Data items:

<<<<

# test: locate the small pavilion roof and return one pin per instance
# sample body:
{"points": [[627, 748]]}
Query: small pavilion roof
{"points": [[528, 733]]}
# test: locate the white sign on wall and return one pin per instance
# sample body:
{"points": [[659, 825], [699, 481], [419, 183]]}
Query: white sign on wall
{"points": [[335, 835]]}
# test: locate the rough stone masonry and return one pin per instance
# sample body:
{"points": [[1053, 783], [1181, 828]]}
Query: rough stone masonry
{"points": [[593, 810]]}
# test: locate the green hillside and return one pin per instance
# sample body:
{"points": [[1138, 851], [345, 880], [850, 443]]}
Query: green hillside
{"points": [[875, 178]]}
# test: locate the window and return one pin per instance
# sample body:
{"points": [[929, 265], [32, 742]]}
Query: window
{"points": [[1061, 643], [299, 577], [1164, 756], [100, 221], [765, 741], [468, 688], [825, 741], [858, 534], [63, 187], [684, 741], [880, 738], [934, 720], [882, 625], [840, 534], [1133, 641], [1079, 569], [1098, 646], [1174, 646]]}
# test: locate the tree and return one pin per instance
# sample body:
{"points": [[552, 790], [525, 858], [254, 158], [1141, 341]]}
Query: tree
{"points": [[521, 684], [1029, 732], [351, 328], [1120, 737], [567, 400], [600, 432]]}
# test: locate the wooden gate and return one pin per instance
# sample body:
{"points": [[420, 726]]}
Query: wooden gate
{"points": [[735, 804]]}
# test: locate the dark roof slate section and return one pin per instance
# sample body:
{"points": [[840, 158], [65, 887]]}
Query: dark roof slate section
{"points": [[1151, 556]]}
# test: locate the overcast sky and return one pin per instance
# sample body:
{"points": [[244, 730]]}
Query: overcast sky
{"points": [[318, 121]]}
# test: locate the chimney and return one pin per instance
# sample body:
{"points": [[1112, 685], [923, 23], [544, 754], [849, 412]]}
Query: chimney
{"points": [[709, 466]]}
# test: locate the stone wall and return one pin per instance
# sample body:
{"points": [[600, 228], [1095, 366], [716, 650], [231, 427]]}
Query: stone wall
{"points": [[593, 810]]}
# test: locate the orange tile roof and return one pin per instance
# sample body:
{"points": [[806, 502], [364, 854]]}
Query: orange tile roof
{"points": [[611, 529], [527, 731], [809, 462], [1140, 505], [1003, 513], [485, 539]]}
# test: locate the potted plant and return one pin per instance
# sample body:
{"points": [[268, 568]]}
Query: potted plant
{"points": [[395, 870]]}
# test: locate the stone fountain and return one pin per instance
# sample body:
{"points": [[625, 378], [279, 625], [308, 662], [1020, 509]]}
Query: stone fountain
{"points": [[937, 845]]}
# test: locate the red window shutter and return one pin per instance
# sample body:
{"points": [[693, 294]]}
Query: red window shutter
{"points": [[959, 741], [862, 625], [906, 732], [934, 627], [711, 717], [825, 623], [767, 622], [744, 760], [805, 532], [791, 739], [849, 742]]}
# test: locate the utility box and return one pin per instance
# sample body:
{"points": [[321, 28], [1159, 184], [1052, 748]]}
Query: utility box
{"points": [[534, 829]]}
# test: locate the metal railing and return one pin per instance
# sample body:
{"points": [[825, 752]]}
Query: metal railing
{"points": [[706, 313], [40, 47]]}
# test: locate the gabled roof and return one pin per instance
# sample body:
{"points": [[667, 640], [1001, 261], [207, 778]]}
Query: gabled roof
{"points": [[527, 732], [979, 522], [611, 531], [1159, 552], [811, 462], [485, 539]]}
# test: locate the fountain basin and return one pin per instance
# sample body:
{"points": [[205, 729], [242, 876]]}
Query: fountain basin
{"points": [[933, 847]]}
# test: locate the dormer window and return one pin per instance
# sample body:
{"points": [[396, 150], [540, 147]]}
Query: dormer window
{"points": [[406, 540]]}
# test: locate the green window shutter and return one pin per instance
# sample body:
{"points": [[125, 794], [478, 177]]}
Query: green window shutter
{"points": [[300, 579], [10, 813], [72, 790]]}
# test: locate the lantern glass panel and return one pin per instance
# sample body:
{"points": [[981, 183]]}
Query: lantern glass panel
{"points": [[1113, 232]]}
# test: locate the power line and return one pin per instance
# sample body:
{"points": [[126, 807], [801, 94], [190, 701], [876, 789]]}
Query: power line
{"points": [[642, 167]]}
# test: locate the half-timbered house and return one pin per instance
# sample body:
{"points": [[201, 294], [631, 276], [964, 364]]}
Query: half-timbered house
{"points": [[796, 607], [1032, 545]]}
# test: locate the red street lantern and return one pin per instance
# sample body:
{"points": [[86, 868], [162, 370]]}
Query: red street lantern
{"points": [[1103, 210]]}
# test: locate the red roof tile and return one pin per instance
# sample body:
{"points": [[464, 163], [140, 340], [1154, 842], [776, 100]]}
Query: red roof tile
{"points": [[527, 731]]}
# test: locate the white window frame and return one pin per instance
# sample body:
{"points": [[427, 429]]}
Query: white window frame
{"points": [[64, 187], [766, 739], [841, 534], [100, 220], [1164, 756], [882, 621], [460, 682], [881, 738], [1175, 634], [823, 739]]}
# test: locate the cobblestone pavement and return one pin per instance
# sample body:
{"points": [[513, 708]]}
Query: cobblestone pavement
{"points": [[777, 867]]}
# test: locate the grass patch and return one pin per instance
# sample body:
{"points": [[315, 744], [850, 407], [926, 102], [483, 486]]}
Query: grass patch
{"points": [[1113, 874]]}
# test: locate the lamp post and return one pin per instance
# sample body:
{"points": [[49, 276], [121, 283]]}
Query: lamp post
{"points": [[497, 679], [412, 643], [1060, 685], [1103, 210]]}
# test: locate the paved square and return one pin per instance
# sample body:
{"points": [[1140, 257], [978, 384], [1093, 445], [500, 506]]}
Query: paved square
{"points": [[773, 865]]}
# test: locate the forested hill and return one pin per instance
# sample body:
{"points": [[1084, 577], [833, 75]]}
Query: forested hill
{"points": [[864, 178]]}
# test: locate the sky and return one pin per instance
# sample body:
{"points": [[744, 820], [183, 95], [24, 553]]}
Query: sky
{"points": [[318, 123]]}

>>>>

(STATED GOAL): Copy all of the material above line for line, with no changes.

(EXPECTED ANSWER):
# test: locate the small pavilion roof and return one pin per instance
# sample body:
{"points": [[627, 748]]}
Query: small pavilion roof
{"points": [[528, 733]]}
# test: locate the white sign on wall and return one pin per instance
# sample body:
{"points": [[659, 825], [699, 481], [419, 183]]}
Query: white sign on wall
{"points": [[335, 835]]}
# test: locate the rough stone masonry and return one pin per instance
# sample body:
{"points": [[1053, 783], [1181, 828]]}
Query: rough stone masonry
{"points": [[593, 810]]}
# test: locate the green hillside and return one pin per instance
# sample body:
{"points": [[1138, 851], [345, 880], [850, 443]]}
Query: green hillside
{"points": [[875, 178]]}
# test: locate the window and return one pin per instance
# sample body:
{"points": [[929, 265], [32, 742]]}
Query: window
{"points": [[1061, 643], [299, 577], [1164, 756], [100, 221], [765, 741], [468, 688], [825, 741], [858, 534], [63, 187], [684, 741], [880, 738], [934, 720], [882, 625], [840, 534], [1133, 641], [1079, 569], [1098, 646], [1174, 646]]}
# test: locate the tree and return one pin per instance
# sample body:
{"points": [[552, 790], [525, 858], [254, 158], [1141, 341]]}
Query: tree
{"points": [[521, 684], [1029, 732], [351, 328], [1120, 737], [567, 400], [600, 432]]}
# test: locate the wooden gate and return one pin per instance
# sample body:
{"points": [[420, 726]]}
Query: wooden gate
{"points": [[735, 804]]}
# test: locate the dark roof slate section and return one pin per instance
# sample body:
{"points": [[840, 158], [65, 887]]}
Query: dark roof slate section
{"points": [[1151, 556]]}
# test: locate the overcast sky and return one pin per instance
# sample body:
{"points": [[244, 730]]}
Query: overcast sky
{"points": [[318, 121]]}
# test: locate the chimney and return one pin per instance
# sample body:
{"points": [[1112, 685], [923, 23], [544, 754], [849, 412]]}
Query: chimney
{"points": [[709, 466]]}
# test: locate the stone wall and return one pin per instance
# sample body:
{"points": [[600, 228], [1095, 366], [716, 650], [231, 427]]}
Query: stone wall
{"points": [[593, 810]]}
# test: locate the orange tile roof and return one pin per instance
# sample body:
{"points": [[806, 502], [364, 854]]}
Query: orange tile roof
{"points": [[611, 529], [527, 731], [809, 462], [1140, 505], [1003, 513], [485, 539]]}
# test: locate the potted plant and return one pin per instance
# sample body:
{"points": [[268, 568]]}
Query: potted plant
{"points": [[395, 870]]}
# test: locate the stone fountain and return one pin per instance
# sample body:
{"points": [[625, 378], [279, 625], [308, 662], [1020, 509]]}
Query: stone fountain
{"points": [[937, 845]]}
# test: locate the red window shutter and return one pin per instance
# sample body:
{"points": [[693, 294]]}
Query: red window shutter
{"points": [[959, 741], [862, 625], [906, 732], [934, 627], [711, 717], [825, 623], [767, 622], [744, 760], [805, 532], [791, 739], [849, 742]]}
# test: locate the utility box and return one pin per instance
# sample body:
{"points": [[321, 28], [1159, 184], [1052, 748]]}
Query: utility box
{"points": [[534, 829]]}
# test: locate the metal railing and return one pin per instance
# sample body:
{"points": [[825, 752]]}
Query: metal railing
{"points": [[706, 313], [40, 47]]}
# test: locate the gabled roof and return one pin per instance
# sample body:
{"points": [[667, 640], [1001, 261], [207, 778]]}
Query: gabled roof
{"points": [[527, 732], [979, 522], [611, 531], [1159, 552], [811, 462], [485, 539]]}
# test: locate the fountain basin and return one pin per instance
# sample body:
{"points": [[205, 729], [242, 876]]}
Query: fountain basin
{"points": [[933, 847]]}
# test: locate the dormer window and return one pin per instance
# sample body:
{"points": [[396, 150], [540, 147]]}
Query: dormer window
{"points": [[406, 540]]}
# test: locate the green window shutter and return one pin per instance
# sample body:
{"points": [[125, 794], [478, 177]]}
Query: green window shutter
{"points": [[300, 579], [10, 813], [72, 790]]}
# test: locate the lantern glass panel and return one pin per instance
# sample body:
{"points": [[981, 183]]}
Query: lantern glass panel
{"points": [[1113, 232]]}
# test: locate the power line and return one pin per instance
# sample body:
{"points": [[126, 807], [801, 94], [190, 701], [876, 789]]}
Query: power line
{"points": [[642, 167]]}
# test: locate the half-timbered house and return one pin per instance
# sample body:
{"points": [[201, 294], [631, 276], [964, 364]]}
Query: half-timbered house
{"points": [[796, 607], [1032, 545]]}
# test: locate the red street lantern and return one pin per instance
# sample body:
{"points": [[86, 868], [162, 370]]}
Query: red street lantern
{"points": [[1103, 210]]}
# test: locate the red roof tile and return one pin per instance
# sample body:
{"points": [[464, 163], [140, 340], [1154, 842], [776, 100]]}
Query: red roof tile
{"points": [[527, 731]]}
# test: locate the white window frame and return one pin per instance
# sample body:
{"points": [[427, 429]]}
Query: white window frame
{"points": [[64, 187], [766, 739], [841, 534], [100, 220], [1164, 756], [882, 621], [460, 682], [881, 738], [1175, 634], [823, 739]]}
# test: locate the cobblestone pavement and return one pin per instance
# sample body:
{"points": [[513, 708]]}
Query: cobblestone pavement
{"points": [[777, 867]]}
# test: locate the grass patch and return one pin per instance
# sample body:
{"points": [[315, 744], [850, 407], [926, 102], [483, 486]]}
Query: grass patch
{"points": [[1113, 874]]}
# test: locate the lamp post and return one pin per instance
# sample body:
{"points": [[49, 276], [121, 283]]}
Query: lamp post
{"points": [[497, 679], [412, 643], [1060, 685], [1103, 210]]}
# test: locate the paved square and return one pin per instance
# sample body:
{"points": [[1140, 257], [978, 384], [1093, 445], [500, 506]]}
Query: paved square
{"points": [[773, 865]]}
# test: locate the forested hill and return one pin per instance
# sample body:
{"points": [[1084, 577], [833, 75]]}
Query: forested hill
{"points": [[864, 178]]}
# test: locate the sky and return one pin per instance
# sample body:
{"points": [[744, 820], [183, 95], [24, 553]]}
Query: sky
{"points": [[318, 123]]}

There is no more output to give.